*题目详情*: 下面的行中，哪些含有字符串“exposed”？请把这些行逐一挑出并照抄。

━━━━━━━━━━━━━━━━━━━━

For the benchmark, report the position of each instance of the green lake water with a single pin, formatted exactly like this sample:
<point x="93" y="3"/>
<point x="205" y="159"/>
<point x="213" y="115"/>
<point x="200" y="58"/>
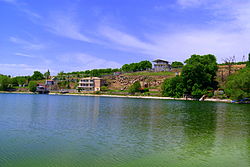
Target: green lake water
<point x="73" y="131"/>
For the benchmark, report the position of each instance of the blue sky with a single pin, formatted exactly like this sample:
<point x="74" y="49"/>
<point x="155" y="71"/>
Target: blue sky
<point x="75" y="35"/>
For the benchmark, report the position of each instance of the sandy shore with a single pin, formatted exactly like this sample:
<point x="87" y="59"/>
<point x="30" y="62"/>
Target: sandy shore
<point x="127" y="96"/>
<point x="146" y="97"/>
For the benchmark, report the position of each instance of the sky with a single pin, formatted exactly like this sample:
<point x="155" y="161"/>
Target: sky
<point x="76" y="35"/>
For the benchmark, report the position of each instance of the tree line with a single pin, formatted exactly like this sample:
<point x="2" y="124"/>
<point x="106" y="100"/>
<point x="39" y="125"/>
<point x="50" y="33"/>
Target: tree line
<point x="198" y="77"/>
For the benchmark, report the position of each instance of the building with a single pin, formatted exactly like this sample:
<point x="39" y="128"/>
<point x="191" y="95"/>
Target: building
<point x="90" y="84"/>
<point x="161" y="65"/>
<point x="49" y="82"/>
<point x="42" y="89"/>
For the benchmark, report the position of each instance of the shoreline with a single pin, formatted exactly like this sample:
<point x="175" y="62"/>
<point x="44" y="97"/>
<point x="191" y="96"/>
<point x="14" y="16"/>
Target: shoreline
<point x="128" y="96"/>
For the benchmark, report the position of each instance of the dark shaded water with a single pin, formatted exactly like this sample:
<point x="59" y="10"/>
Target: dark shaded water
<point x="42" y="130"/>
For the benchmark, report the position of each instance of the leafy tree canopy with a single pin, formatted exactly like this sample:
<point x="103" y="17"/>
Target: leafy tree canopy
<point x="238" y="84"/>
<point x="5" y="82"/>
<point x="197" y="76"/>
<point x="136" y="87"/>
<point x="173" y="87"/>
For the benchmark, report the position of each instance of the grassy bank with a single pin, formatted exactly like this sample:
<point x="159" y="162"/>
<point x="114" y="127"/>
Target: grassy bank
<point x="165" y="73"/>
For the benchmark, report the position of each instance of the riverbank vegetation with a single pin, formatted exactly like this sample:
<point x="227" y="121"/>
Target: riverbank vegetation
<point x="197" y="77"/>
<point x="193" y="78"/>
<point x="238" y="84"/>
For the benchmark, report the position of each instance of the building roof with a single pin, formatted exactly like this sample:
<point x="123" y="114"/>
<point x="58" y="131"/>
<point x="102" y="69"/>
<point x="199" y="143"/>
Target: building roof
<point x="160" y="60"/>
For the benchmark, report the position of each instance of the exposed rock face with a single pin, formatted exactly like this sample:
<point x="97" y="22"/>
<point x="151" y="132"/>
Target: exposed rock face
<point x="122" y="82"/>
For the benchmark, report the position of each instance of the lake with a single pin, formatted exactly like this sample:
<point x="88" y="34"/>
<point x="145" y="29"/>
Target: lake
<point x="75" y="131"/>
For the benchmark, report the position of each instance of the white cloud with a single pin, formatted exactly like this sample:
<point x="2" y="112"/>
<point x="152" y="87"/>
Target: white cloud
<point x="24" y="55"/>
<point x="190" y="3"/>
<point x="66" y="26"/>
<point x="83" y="61"/>
<point x="27" y="44"/>
<point x="20" y="69"/>
<point x="9" y="1"/>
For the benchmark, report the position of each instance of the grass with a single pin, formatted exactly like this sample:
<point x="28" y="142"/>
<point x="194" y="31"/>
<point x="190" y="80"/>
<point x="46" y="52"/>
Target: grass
<point x="150" y="73"/>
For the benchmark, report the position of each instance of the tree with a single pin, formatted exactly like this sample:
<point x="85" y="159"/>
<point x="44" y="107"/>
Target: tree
<point x="248" y="63"/>
<point x="177" y="64"/>
<point x="46" y="74"/>
<point x="197" y="77"/>
<point x="229" y="62"/>
<point x="32" y="86"/>
<point x="173" y="87"/>
<point x="199" y="74"/>
<point x="136" y="87"/>
<point x="37" y="76"/>
<point x="4" y="82"/>
<point x="238" y="84"/>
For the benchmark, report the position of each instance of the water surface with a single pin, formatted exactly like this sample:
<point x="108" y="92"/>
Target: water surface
<point x="73" y="131"/>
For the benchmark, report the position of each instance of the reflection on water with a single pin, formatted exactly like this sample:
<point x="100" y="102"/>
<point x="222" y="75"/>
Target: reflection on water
<point x="41" y="130"/>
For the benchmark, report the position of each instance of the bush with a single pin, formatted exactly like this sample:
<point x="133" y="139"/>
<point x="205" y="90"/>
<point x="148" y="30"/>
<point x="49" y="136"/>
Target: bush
<point x="32" y="86"/>
<point x="136" y="87"/>
<point x="173" y="87"/>
<point x="4" y="82"/>
<point x="238" y="85"/>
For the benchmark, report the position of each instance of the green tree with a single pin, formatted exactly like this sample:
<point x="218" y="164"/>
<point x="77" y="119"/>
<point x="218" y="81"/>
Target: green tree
<point x="238" y="84"/>
<point x="177" y="64"/>
<point x="199" y="74"/>
<point x="173" y="87"/>
<point x="197" y="77"/>
<point x="135" y="87"/>
<point x="37" y="76"/>
<point x="46" y="74"/>
<point x="5" y="82"/>
<point x="32" y="86"/>
<point x="248" y="63"/>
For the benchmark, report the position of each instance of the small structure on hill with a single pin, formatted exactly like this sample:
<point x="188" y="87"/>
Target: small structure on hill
<point x="161" y="65"/>
<point x="41" y="89"/>
<point x="90" y="84"/>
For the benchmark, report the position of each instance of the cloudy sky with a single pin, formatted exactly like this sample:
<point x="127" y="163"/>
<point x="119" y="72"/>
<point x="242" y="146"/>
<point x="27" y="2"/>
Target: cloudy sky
<point x="73" y="35"/>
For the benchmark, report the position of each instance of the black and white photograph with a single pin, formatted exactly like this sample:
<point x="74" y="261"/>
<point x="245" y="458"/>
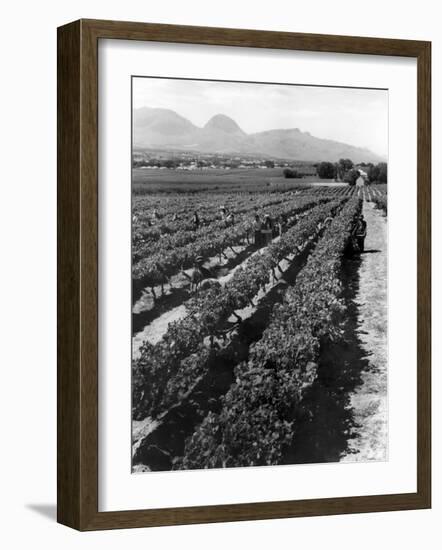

━━━━━━━━━━━━━━━━━━━━

*练习输出*:
For the benchmark, report the position of each instance of the exposed rock face with a single pin, formatted exactly like this sample:
Target: exposed rock face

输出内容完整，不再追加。